* Required task 1: In the speech below, what topic did Brad Roberts ask the speaker to address?

* Selection:
Hello, everyone.  Brad [Roberts] asked me to say a few words to you today about “America as a Strategic Competitor,” and I’m pleased to have the chance.  I can only offer you my personal opinion, of course – and nothing I say here should be taken to represent the views of anyone else – but perhaps you’ll find these thoughts interesting. 

 

Rather than starting off by talking about what we need to be doing in order to compete effectively, I thought I’d start by addressing what might be thought of as a provocative threshold question: “Is the United States really up to this in the first place?” 

 

In that regard, I’ll make two points today.  The first is about how the nature of our engagement in the world, which has essentially always been a matter of uncomfortable debate and contestation in the United States.  I hope I’ll be able to convince you that although it’s often an ugly and complicated process of getting there, historically we do end up being – even if belatedly – good enough at engaging, enough of the time, to get by.

 

My second point will be to push back against some of the doomsaying one occasionally hears, both in the international community and here in the United States itself, suggesting that America’s geopolitical sun is setting: that we, internally divided and dysfunctional, are now in terminal decline.  I won’t be able to prove to you that this isn’t the. case, but I do intend to remind you that our demise has been predicted before, and that we’ve repeatedly come quite handily through periods of domestic and geopolitical challenge that were even worse than what we face so anxiously today.

 

So let’s start with that first point.

 

 

Kennan’s Americanosaurus

 

Perhaps the simplest thing I can say on this topic is that our great Republic, in historical terms, has consistently been a pretty bad strategic competitor – at least until it wasn’t.  And that oscillation is perhaps the story.

 

Let me unpack that a bit.  Historically, America has, by reflex, not often tended to care overmuch about the rest of the world.  It isn’t that we do not engage with it, but rather that this engagement comes and goes, sometimes capriciously. 

 

Nor, I must confess, are we Americans generally very good at nuance.  You can bet money that if the “right” place on the continuum between isolationism and hyperactivity.  The mid-20th Century U.S. diplomat George Kennan – famous for his “Long Telegram” from Moscow and his “Mr. X” article in Foreign Affairs that did so much to set the intellectual tone for U.S. “containment” of the Soviet Union during the Cold War – once speculated that American democracy might be a bit like a prehistoric monster that just sort of lies around ignoring its environment until repeated affronts finally piss it off enough that it flails around with terrifying vigor in response, sometimes quite destructively.

* A run of records:

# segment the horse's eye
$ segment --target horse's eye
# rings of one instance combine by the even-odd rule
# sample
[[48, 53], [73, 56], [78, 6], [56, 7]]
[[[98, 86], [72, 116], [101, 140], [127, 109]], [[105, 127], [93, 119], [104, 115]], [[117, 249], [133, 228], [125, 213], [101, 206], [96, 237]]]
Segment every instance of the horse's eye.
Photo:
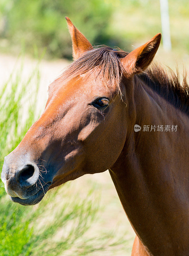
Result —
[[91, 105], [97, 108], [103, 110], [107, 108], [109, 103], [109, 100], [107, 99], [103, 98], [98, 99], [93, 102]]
--
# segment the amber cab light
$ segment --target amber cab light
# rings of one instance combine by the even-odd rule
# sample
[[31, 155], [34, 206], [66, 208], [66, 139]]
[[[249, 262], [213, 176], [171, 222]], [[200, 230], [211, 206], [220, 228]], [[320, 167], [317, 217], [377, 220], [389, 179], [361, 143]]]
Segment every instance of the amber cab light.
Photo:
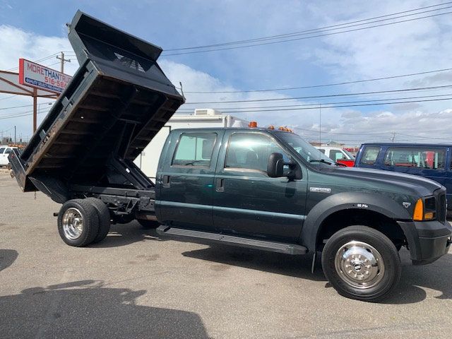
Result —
==
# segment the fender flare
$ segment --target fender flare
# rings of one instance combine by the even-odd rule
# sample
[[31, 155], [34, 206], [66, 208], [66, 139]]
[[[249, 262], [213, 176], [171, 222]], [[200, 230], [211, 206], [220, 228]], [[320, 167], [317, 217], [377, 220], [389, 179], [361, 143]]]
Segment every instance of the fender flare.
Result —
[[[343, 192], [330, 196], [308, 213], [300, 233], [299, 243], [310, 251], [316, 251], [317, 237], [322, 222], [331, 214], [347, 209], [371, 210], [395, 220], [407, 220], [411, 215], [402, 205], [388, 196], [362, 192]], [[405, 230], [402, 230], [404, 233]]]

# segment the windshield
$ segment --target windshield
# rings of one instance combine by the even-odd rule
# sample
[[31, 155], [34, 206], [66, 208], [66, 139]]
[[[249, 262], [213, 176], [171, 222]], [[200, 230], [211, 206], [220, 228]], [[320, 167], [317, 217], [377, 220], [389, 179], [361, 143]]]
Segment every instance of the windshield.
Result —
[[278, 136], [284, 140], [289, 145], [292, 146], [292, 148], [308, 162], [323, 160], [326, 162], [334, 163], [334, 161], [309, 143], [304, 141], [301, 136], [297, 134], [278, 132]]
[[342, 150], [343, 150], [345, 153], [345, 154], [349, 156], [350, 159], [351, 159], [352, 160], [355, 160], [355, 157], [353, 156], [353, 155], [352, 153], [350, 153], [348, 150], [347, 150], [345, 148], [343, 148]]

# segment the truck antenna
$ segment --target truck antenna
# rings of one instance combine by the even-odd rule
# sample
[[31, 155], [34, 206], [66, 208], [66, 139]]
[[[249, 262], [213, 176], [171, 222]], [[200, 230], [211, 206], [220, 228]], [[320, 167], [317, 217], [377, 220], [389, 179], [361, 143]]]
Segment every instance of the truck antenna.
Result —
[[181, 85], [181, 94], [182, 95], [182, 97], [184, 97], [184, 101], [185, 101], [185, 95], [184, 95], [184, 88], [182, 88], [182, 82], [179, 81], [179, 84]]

* Required task 2: In the records, starting at the line containing "# segment the truck antenna" and ending at the line containing "81], [179, 84]]", change "truck antenna" to "radio antenna" and output only those lines.

* Problem solution 1: "America as a Strategic Competitor."

* Problem solution 2:
# segment the radio antenna
$ segment --target radio antenna
# rings of one instance combine by the even-odd rule
# sample
[[31, 155], [34, 206], [66, 208], [66, 139]]
[[[249, 262], [213, 176], [171, 222]], [[200, 230], [211, 206], [220, 228]], [[320, 167], [317, 217], [377, 220], [389, 179], [361, 143]]]
Segment every instance of the radio antenna.
Result —
[[181, 85], [181, 94], [182, 95], [182, 97], [184, 97], [184, 101], [185, 101], [185, 95], [184, 95], [184, 88], [182, 88], [182, 82], [179, 81], [179, 84]]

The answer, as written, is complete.